§ **Set problem**
From the entries below, extract every line that contains the string "head". Treat uppercase and lowercase as different.

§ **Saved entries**
────────────────
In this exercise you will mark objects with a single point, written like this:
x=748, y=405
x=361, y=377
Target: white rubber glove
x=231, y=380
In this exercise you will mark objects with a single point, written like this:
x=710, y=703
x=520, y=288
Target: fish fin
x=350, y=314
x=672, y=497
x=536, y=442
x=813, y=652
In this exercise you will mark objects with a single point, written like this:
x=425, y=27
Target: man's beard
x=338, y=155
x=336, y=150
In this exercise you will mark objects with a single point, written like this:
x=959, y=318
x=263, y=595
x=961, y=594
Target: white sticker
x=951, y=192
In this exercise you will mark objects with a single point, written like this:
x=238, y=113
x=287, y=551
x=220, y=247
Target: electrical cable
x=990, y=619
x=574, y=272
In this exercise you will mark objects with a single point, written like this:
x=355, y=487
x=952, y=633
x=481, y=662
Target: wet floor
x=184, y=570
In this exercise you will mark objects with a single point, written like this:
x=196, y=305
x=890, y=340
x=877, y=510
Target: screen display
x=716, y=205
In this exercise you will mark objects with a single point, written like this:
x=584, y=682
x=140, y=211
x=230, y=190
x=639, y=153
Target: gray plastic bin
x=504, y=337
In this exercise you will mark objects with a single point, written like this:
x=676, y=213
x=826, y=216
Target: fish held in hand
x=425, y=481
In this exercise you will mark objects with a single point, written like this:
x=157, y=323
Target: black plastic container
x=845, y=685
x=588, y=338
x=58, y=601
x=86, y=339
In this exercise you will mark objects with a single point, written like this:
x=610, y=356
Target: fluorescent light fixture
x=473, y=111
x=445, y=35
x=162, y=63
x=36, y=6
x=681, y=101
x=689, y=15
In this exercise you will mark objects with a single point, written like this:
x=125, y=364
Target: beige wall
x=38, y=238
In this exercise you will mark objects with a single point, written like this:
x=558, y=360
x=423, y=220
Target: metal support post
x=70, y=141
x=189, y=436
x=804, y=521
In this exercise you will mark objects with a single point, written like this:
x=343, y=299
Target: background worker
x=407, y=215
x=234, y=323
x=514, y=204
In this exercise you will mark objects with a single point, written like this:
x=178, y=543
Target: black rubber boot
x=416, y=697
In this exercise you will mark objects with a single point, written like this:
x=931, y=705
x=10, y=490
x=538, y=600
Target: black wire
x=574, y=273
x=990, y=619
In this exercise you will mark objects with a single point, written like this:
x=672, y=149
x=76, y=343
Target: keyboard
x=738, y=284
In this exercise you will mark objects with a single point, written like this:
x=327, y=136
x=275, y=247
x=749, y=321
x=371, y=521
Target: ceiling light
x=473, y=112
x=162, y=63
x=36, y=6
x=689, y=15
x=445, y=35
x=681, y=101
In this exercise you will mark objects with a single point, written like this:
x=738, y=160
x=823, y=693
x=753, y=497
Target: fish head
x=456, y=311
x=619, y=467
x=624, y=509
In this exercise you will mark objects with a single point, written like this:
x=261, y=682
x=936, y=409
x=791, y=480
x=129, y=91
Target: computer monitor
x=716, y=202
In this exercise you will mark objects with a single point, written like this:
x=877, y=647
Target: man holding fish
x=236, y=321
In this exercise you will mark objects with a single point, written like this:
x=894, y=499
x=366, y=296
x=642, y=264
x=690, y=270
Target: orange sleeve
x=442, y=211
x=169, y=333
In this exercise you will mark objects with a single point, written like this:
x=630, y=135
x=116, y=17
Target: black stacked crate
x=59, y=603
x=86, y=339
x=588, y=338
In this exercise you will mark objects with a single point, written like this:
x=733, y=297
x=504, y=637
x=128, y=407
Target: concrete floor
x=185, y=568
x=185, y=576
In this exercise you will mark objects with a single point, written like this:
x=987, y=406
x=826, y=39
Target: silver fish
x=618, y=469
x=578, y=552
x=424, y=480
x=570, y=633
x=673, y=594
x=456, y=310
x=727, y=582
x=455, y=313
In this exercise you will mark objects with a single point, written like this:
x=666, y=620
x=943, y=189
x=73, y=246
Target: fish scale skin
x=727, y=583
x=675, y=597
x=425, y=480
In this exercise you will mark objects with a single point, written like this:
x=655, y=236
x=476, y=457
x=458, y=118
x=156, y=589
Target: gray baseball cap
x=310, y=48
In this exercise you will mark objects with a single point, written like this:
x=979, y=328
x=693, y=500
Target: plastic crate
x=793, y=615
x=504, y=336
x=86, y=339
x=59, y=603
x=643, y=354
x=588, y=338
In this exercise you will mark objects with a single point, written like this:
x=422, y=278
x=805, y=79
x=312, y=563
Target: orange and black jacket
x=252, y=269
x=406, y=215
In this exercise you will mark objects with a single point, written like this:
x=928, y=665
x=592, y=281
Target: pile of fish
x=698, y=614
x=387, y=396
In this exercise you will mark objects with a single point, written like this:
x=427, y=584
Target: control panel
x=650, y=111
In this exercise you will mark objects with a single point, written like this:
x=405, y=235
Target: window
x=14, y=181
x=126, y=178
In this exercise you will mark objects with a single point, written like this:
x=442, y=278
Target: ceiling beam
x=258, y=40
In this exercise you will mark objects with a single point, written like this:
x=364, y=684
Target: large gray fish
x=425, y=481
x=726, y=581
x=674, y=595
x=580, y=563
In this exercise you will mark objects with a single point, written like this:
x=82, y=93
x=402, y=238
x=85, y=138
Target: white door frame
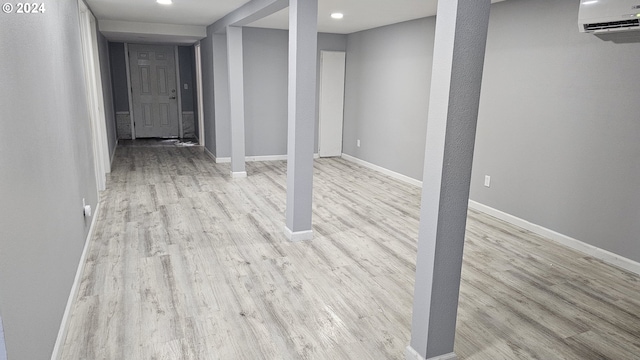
x=331, y=102
x=95, y=98
x=176, y=54
x=178, y=87
x=129, y=93
x=198, y=55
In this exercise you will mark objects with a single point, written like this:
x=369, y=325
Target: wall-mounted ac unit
x=602, y=16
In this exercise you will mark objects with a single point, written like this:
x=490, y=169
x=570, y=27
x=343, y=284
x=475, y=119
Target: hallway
x=187, y=263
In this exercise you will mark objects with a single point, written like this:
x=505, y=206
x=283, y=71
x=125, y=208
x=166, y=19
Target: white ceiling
x=358, y=14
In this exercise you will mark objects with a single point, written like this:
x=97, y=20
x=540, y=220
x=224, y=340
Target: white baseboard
x=575, y=244
x=257, y=158
x=387, y=172
x=210, y=154
x=411, y=354
x=113, y=154
x=64, y=324
x=298, y=235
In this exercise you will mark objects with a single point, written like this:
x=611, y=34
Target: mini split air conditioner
x=602, y=16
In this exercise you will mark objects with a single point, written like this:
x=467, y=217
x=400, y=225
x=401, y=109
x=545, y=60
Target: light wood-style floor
x=187, y=263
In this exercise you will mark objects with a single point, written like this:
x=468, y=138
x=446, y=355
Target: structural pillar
x=236, y=100
x=458, y=59
x=303, y=38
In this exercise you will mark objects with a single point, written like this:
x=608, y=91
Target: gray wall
x=265, y=84
x=107, y=92
x=265, y=90
x=387, y=95
x=208, y=104
x=47, y=168
x=558, y=127
x=186, y=59
x=119, y=76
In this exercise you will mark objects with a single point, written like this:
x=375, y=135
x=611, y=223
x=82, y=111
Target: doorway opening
x=155, y=91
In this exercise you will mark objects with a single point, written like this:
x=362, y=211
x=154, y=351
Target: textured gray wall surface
x=43, y=181
x=185, y=54
x=119, y=77
x=107, y=92
x=208, y=104
x=387, y=95
x=558, y=126
x=221, y=99
x=265, y=79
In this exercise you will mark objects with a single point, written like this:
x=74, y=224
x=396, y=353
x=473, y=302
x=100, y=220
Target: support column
x=236, y=100
x=460, y=41
x=303, y=38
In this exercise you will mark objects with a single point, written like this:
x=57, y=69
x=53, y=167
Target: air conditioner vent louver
x=612, y=25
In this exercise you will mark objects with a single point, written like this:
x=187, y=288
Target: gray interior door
x=153, y=87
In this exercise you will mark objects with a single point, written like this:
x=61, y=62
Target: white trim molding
x=411, y=354
x=238, y=174
x=596, y=252
x=385, y=171
x=210, y=154
x=256, y=158
x=565, y=240
x=298, y=235
x=75, y=288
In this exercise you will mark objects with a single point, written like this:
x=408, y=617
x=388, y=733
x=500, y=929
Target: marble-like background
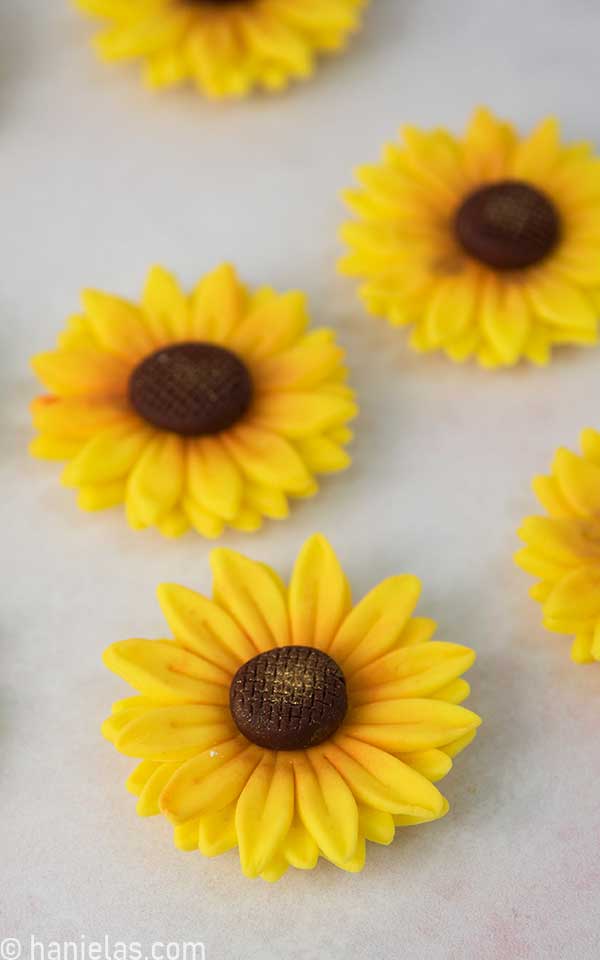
x=99, y=180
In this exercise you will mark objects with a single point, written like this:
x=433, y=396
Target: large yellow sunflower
x=287, y=722
x=226, y=47
x=202, y=411
x=487, y=245
x=563, y=549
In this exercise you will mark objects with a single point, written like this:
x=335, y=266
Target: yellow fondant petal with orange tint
x=204, y=628
x=167, y=672
x=375, y=625
x=319, y=595
x=264, y=812
x=326, y=806
x=250, y=593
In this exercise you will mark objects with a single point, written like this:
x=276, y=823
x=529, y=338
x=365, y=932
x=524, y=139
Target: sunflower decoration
x=487, y=246
x=563, y=548
x=226, y=47
x=201, y=411
x=285, y=721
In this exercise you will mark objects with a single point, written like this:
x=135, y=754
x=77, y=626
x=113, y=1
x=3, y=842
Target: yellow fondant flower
x=488, y=245
x=286, y=722
x=208, y=410
x=563, y=548
x=226, y=47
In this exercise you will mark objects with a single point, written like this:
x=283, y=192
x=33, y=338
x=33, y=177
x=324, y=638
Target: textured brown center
x=290, y=698
x=191, y=389
x=508, y=225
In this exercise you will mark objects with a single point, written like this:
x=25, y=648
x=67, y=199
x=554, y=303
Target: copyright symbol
x=10, y=948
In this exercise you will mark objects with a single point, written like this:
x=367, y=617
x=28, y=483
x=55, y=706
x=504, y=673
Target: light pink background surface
x=99, y=180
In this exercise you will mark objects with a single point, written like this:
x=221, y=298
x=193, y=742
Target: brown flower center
x=191, y=389
x=289, y=698
x=508, y=225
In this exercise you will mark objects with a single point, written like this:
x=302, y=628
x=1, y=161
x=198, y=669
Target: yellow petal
x=101, y=497
x=204, y=628
x=562, y=304
x=118, y=325
x=576, y=596
x=156, y=482
x=299, y=848
x=218, y=304
x=216, y=831
x=406, y=726
x=205, y=523
x=380, y=780
x=579, y=481
x=433, y=764
x=376, y=825
x=536, y=156
x=455, y=692
x=489, y=144
x=266, y=501
x=301, y=414
x=213, y=479
x=273, y=326
x=264, y=813
x=275, y=869
x=185, y=836
x=167, y=672
x=418, y=630
x=148, y=805
x=559, y=539
x=416, y=671
x=268, y=459
x=83, y=373
x=253, y=596
x=549, y=494
x=210, y=781
x=506, y=320
x=590, y=445
x=458, y=745
x=138, y=779
x=108, y=456
x=326, y=806
x=403, y=820
x=165, y=307
x=319, y=594
x=450, y=311
x=175, y=733
x=375, y=624
x=76, y=418
x=315, y=359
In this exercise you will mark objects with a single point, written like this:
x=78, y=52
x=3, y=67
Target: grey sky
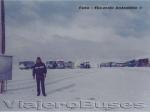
x=59, y=30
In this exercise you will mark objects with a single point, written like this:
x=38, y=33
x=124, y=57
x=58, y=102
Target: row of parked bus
x=55, y=65
x=132, y=63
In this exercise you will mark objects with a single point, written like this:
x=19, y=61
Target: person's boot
x=38, y=94
x=44, y=95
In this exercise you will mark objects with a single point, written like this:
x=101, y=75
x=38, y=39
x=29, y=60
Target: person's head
x=38, y=60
────────────────
§ **Exercise solution**
Target: fish head
Target: person's head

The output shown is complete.